_TASK DESCRIPTION_:
Across the entries below, how many lines have the string "bicycle" in them? Reply with only the number.

_DATA_:
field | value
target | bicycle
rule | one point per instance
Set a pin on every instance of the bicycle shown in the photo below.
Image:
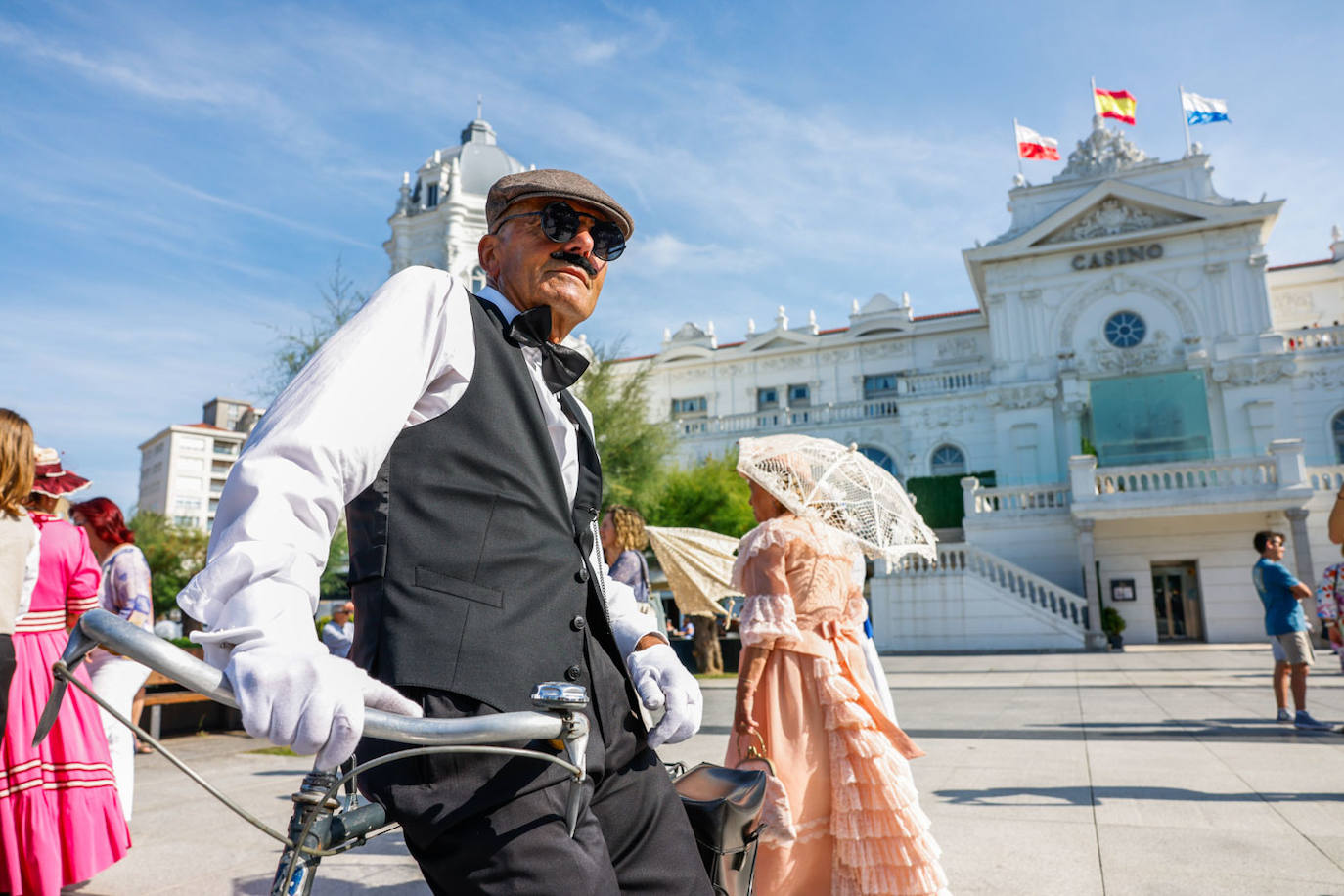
(324, 824)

_ANSWER SECTION_:
2